• What the task requires
Would you return the complete listing below word for word?

──────

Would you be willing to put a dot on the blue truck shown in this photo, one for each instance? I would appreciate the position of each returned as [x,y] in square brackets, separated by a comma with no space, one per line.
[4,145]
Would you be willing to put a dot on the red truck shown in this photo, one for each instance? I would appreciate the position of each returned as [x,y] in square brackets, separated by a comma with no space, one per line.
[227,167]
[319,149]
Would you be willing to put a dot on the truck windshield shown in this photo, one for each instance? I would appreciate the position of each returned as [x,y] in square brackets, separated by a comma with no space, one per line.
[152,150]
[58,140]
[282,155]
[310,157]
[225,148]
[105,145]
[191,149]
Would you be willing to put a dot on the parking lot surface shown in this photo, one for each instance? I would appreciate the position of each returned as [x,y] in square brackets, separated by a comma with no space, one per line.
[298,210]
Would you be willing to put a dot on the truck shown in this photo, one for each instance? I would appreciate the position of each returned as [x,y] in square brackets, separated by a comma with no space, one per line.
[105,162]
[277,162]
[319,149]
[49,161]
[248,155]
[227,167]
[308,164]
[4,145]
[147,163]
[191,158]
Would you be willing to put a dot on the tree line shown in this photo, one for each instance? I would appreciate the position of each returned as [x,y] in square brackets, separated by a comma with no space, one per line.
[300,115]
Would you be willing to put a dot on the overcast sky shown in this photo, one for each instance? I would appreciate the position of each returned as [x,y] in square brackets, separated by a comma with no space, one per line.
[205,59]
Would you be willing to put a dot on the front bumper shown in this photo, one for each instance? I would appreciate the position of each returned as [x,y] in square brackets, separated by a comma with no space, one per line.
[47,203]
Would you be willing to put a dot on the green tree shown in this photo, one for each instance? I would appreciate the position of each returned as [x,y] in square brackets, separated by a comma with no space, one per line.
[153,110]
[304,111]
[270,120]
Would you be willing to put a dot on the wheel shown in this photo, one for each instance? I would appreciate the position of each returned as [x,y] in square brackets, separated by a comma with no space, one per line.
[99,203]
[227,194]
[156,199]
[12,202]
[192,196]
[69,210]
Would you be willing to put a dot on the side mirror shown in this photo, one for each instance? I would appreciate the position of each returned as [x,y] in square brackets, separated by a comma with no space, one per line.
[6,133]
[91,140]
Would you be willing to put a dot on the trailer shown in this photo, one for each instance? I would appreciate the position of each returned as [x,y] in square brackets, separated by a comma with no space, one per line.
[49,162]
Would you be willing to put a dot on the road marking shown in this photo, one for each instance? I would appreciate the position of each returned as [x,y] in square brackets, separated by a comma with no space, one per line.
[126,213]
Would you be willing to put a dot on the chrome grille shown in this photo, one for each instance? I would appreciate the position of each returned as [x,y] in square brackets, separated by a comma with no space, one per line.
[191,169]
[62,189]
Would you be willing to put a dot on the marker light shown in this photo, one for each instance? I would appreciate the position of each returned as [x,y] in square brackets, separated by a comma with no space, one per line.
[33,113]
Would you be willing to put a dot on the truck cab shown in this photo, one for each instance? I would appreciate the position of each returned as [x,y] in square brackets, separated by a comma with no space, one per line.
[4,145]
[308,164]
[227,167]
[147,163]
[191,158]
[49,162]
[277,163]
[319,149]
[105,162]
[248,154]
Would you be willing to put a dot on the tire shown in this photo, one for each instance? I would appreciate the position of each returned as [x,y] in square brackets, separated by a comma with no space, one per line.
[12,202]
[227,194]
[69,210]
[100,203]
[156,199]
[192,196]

──────

• Final answer
Would you be willing to put a dot on the blue truck shown in this photo, one for each instance? I would appreciate the position of each returned as [x,y] in square brackets, separated by a comma with no space, one per line.
[4,145]
Would you be willing to put a dot on the red truck shown in this photo, one for each instance? I would appreciate the position of each returned as [x,y] in square brackets, separated by a comma with no space, one per line.
[227,167]
[319,149]
Would you be willing to put a dot on the truck windshield shown in this photo, one for each instance? I would appreciate the position of each returned as [x,y] in square brackets, separated by a comma with no space, one per line.
[152,150]
[58,140]
[282,155]
[310,157]
[225,148]
[105,145]
[191,149]
Would you be willing to put a dot on the parking lot surface shown in this photo, one for each instance? I would appreciate the position of each returned as [x,y] in square brackets, separated by a comma with no space, one per line.
[298,210]
Would you be willing to put a dot on the truck shown in this photo, one for each instance? I would appreciate the position of each returned as [x,y] in square brackets, separated by a comma with no space, one per line.
[105,162]
[277,162]
[319,149]
[49,161]
[248,155]
[227,167]
[308,164]
[4,145]
[147,163]
[191,158]
Would you be willing to put a dot on the tree line shown in this photo, one for each instance? I would appreciate the position of each returned as [x,y] in square brackets, separated by a comma with no space, one per line.
[300,115]
Would you be willing to put a dot on the overcast sky shown in this photo, one for each instance? I would appreciate the position of each returned as [x,y] in square brackets, separated by a comma with no space, one per line.
[205,59]
Would you be willing to put a dot on the front bumper shown in this photo, one for each instance? I would appreciate the position of each returned as [x,y] in square brackets, separated by a comma with no space, one per line.
[47,203]
Would you be willing to put a dot on the green tree shown in this photo, one for each instance? I would appreciate the position of each returned as [x,y] in square brackets, separated by a comma with no space, one per line.
[153,110]
[304,111]
[270,120]
Would you be willing to put a dot on the wheel shown in this photo, one for each instance? I would appreciate the position of each returned as [x,y] in square brackets, separated by a comma with no space, one per line.
[99,203]
[227,194]
[156,199]
[12,202]
[192,196]
[69,210]
Would you be willing to put a dot on the side mirror shown in this photo, one for each instance? I would appreciate the position of each returned as [x,y] in square brackets, separated by a comma with no space, one per line.
[6,133]
[91,140]
Would you be willing to put a dot on the trailer shown in this photo, one for each instance? I would appreciate the position of each returned as [x,y] in square brackets, separated by a comma with no space, one per line.
[49,162]
Would you be willing to put a dot on the road marking shown in this photo, one for each instance? I would appreciate the position of each returned as [x,y] in square brackets, separated by a comma with no space, one per line.
[126,213]
Would you be willing to put a dot on the chrome grille shown in this photo, one for each instance? I would appreciate the position of each returned as [x,y] in square brackets, separated by a comma with no space, one per line.
[191,169]
[62,189]
Would you be willing to put a dot on the marker light shown in this photo, one for each instance? I would appreciate the position of each returned as [x,y] in square brackets, separated by a comma with no space, one per line.
[33,113]
Would you be willing to put a dot on the truck cab shown in this photo, one for each instance? I would appreciate the position of each returned as [x,y] in square brackets, separated by a comma with no space, one per line.
[4,145]
[308,164]
[227,167]
[147,163]
[191,158]
[49,162]
[277,163]
[319,149]
[105,162]
[248,154]
Would you be willing to put a dot on the tire shown in this photo, one for each instance? I would appreciate the position of each returned as [x,y] in square brackets, separated by a comma with no space, one per line.
[12,202]
[227,194]
[69,210]
[100,203]
[156,199]
[192,196]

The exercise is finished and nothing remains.